### ИСХОДНЫЙ ТЕКСТ
МАРИЯ ГАЛИНА: HYPERFICTION
PAST IN THE FUTURE,
или
Гибридное будущее
Я уже несколько раз писала здесь о премии «Новые горизонты», затеянной несколькими энтузиастами и призванной ежегодно отмечать тексты фантастического жанра, которые на фоне общей температуры по палате стали прорывом (или по крайней мере этот прорыв обещают). Премия эта, уточню, не имеет финансовой составляющей, но хороша уже тем, что разворачивает друг к другу условную «боллитру», презрительно морщащую нос при слове «фантастика», и собственно фантастику, добровольно окопавшуюся в загончике, который сами фантасты нервно называют «гетто». Результат — в оптимальном случае взаимопонимание и взаимообмен с пользой для всех. Фантасты публикуются в толстых журналах (именно их представители, среди прочих, «сидят» в жюри) и получают хорошую прессу, а критики и толстые журналы получают тексты, которые по крайней мере можно читать без риска уснуть на второй странице. Я, конечно, преувеличиваю, но ненамного.
Три года существования премии (наследующей в стратегическом плане киевскому конвенту «Портал») высветили несколько ярких текстов: от этнохоррора «Убыр» Наиля Измайлова (Шамиля Идиатуллина на самом деле) до социально-метафорической повести «Душница» Владимира Аренева. Показательно, что премия не делает различия между представителями «боллитры» и собственно фантастики — в прошлом году ее получил «мейнстримовец» Олег Радзинский за роман «Агафонкин и Время»[1].
Все эти три года произведения, номинированные на премию, были довольно разнородны, но в этом году появилось сразу несколько текстов, посвященных будущему, в частности, будущему России[2]. Назвать их футурологическими, впрочем, у меня не поднимается рука. Скорее я, используя уже установившийся мем, назвала бы это будущее гибридным.
У этого будущего есть несколько выраженных признаков. Оно построено на жесткой регламентации, вторгающейся в том числе и в частную жизнь героев. Оно совмещает архаические черты и достижения высоких технологий. И наконец, что, наверное, важнее всего, оно культуроцентрично.

### ФРАГМЕНТ ЛИСТИНГА
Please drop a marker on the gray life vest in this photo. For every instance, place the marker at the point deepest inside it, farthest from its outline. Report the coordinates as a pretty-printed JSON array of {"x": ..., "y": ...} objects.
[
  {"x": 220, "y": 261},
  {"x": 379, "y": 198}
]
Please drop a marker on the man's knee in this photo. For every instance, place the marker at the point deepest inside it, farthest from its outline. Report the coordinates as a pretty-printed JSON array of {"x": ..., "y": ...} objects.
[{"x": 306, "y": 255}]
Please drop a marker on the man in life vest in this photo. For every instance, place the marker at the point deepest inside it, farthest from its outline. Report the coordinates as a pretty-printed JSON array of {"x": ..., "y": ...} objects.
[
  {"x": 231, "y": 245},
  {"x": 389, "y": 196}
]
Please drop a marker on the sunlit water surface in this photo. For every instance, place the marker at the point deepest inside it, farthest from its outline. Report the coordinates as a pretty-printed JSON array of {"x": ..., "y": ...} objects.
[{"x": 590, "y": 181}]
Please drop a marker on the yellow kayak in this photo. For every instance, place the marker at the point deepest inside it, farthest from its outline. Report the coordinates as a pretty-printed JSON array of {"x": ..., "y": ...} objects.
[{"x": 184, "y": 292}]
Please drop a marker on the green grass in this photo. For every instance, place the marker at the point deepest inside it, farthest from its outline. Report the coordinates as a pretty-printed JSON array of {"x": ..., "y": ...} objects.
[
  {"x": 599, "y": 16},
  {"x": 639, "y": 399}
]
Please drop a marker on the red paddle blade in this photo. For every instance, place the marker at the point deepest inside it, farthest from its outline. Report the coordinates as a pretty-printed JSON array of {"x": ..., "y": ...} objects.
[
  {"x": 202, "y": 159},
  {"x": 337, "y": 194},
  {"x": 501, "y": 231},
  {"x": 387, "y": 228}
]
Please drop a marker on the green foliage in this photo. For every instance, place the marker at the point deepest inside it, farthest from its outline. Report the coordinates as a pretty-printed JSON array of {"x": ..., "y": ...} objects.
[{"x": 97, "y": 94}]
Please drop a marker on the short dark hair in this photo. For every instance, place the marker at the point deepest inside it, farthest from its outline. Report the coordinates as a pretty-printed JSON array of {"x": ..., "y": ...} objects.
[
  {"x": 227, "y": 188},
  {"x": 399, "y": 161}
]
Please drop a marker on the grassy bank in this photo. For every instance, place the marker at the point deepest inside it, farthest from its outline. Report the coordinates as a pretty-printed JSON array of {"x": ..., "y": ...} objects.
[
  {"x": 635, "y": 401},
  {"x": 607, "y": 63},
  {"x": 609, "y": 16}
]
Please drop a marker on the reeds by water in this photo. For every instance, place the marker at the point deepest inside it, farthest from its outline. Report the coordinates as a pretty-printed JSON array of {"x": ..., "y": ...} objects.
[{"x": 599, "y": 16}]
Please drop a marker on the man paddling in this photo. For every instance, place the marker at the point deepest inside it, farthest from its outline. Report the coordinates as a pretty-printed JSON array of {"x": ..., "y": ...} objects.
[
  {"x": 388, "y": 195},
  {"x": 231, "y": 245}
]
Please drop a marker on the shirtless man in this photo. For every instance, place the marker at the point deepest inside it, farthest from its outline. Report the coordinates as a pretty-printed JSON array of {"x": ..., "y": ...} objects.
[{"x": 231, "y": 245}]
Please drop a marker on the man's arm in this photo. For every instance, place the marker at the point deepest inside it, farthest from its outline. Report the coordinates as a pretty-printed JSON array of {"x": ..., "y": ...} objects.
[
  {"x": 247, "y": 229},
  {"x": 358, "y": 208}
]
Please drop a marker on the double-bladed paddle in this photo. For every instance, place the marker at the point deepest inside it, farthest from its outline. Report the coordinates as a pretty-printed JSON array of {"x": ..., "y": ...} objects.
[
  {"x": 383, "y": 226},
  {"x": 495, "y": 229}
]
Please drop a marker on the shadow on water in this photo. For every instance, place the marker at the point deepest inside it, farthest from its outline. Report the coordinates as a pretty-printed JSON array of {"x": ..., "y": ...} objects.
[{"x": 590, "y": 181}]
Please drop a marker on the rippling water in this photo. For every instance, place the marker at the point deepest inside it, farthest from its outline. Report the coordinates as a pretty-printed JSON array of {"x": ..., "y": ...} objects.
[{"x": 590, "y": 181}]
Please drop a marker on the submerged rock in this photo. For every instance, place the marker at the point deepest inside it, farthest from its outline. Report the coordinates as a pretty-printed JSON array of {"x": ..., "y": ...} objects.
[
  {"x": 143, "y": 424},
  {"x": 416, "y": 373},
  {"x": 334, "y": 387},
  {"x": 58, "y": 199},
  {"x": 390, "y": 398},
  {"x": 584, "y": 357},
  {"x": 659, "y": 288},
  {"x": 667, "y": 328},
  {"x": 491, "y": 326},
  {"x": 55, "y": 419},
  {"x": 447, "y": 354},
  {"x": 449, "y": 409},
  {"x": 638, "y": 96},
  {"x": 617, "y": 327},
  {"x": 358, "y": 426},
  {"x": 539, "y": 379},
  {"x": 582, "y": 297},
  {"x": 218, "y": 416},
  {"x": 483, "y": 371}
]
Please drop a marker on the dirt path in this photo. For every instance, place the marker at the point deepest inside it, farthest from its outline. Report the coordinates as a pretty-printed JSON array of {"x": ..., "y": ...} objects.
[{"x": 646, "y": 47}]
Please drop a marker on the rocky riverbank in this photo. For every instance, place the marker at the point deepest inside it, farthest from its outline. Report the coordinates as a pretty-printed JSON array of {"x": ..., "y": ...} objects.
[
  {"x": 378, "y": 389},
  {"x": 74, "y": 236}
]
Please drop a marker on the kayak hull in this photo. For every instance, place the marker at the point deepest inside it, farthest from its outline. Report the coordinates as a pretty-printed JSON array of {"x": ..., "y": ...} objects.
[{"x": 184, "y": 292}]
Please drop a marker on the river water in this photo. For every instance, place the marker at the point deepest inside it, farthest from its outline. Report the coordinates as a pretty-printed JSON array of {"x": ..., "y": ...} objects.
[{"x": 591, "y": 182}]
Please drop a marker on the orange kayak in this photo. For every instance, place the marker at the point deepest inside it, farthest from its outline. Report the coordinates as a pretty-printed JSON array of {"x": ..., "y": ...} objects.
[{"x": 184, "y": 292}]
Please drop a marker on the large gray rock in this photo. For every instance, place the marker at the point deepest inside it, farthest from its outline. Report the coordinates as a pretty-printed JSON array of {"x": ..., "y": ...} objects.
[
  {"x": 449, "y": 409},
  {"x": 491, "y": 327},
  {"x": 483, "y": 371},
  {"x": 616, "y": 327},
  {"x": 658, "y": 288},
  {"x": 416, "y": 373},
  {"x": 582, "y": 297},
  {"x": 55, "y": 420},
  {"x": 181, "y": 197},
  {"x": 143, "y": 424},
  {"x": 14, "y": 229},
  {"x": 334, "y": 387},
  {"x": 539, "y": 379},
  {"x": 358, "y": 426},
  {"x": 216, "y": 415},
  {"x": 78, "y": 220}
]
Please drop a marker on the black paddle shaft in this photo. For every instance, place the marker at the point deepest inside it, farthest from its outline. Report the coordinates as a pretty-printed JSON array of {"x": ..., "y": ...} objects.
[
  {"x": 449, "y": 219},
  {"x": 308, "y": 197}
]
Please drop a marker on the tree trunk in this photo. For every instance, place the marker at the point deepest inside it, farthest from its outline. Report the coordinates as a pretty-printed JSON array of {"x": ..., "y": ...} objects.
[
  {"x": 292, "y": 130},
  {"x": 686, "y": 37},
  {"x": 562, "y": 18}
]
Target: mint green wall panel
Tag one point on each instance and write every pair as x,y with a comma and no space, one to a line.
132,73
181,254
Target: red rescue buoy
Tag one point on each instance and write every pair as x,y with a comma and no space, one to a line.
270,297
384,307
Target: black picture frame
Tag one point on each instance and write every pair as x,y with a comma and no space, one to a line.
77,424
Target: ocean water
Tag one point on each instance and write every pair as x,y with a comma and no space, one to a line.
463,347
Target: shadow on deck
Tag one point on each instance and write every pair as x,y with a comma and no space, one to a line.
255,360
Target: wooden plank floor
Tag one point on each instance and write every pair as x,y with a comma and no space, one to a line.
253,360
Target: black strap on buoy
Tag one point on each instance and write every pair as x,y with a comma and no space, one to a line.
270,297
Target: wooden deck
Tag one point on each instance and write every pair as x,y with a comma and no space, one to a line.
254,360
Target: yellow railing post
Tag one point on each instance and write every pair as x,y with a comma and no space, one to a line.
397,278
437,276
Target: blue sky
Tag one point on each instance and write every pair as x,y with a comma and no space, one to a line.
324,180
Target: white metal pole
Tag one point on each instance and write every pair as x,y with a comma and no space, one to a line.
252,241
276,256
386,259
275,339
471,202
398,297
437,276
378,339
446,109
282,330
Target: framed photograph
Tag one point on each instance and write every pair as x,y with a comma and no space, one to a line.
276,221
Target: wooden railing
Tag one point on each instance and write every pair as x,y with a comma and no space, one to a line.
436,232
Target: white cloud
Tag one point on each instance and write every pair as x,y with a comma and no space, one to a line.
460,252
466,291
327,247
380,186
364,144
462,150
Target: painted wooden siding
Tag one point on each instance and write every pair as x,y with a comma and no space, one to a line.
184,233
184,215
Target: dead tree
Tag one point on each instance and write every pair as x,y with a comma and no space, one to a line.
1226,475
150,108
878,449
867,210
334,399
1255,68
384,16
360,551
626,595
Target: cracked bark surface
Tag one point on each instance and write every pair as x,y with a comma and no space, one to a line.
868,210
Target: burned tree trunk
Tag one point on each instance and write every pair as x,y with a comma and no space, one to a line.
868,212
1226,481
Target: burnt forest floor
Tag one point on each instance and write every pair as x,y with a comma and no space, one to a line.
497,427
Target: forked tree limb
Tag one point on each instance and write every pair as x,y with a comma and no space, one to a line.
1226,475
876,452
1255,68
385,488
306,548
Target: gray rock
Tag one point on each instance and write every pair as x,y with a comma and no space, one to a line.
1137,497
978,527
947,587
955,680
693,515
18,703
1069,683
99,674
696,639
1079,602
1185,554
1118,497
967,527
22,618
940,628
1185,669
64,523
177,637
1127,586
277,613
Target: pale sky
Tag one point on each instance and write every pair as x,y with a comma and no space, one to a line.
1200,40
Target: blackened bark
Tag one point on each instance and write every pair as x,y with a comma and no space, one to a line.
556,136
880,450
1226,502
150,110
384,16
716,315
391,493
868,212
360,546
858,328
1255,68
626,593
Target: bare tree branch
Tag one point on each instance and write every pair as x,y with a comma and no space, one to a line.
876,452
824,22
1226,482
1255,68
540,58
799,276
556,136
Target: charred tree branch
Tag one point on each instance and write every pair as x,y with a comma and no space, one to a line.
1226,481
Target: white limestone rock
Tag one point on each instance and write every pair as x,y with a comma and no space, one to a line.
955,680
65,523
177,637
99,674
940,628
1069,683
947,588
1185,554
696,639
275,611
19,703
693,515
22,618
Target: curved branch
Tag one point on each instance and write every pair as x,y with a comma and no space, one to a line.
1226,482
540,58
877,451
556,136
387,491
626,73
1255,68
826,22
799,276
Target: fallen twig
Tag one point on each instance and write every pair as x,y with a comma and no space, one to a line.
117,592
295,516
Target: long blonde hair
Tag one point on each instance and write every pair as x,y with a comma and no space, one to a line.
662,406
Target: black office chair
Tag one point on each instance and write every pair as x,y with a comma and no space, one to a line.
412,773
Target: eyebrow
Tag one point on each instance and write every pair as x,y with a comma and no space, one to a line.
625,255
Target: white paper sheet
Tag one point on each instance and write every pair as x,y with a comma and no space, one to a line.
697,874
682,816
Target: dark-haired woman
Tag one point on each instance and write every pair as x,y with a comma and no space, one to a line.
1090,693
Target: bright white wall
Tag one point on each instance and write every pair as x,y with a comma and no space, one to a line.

### ЗАДАНИЕ A
Перечислите все признаки гибридного будущего, которые называет исходный текст.
### ЗАДАНИЕ B
Приведите в виде таблицы Markdown строки листинга, начиная со строки, содержащей «Target: fallen twig», и заканчивая последней строкой листинга включительно. Пустые строки пропустите; столбцы назовите «№» (порядковый номер) и «Строка».

### ПОЛНЫЙ ОТВЕТ A
- Оно построено на жесткой регламентации, вторгающейся в том числе и в частную жизнь героев.
- Оно совмещает архаические черты и достижения высоких технологий.
- Оно культуроцентрично.

### ПОЛНЫЙ ОТВЕТ B
| № | Строка |
|---|---|
| 1 | Target: fallen twig |
| 2 | Tag one point on each instance and write every pair as x,y with a comma and no space, one to a line. |
| 3 | 117,592 |
| 4 | 295,516 |
| 5 | Target: long blonde hair |
| 6 | Tag one point on each instance and write every pair as x,y with a comma and no space, one to a line. |
| 7 | 662,406 |
| 8 | Target: black office chair |
| 9 | Tag one point on each instance and write every pair as x,y with a comma and no space, one to a line. |
| 10 | 412,773 |
| 11 | Target: eyebrow |
| 12 | Tag one point on each instance and write every pair as x,y with a comma and no space, one to a line. |
| 13 | 625,255 |
| 14 | Target: white paper sheet |
| 15 | Tag one point on each instance and write every pair as x,y with a comma and no space, one to a line. |
| 16 | 697,874 |
| 17 | 682,816 |
| 18 | Target: dark-haired woman |
| 19 | Tag one point on each instance and write every pair as x,y with a comma and no space, one to a line. |
| 20 | 1090,693 |
| 21 | Target: bright white wall |
| 22 | Tag one point on each instance and write every pair as x,y with a comma and no space, one to a line. |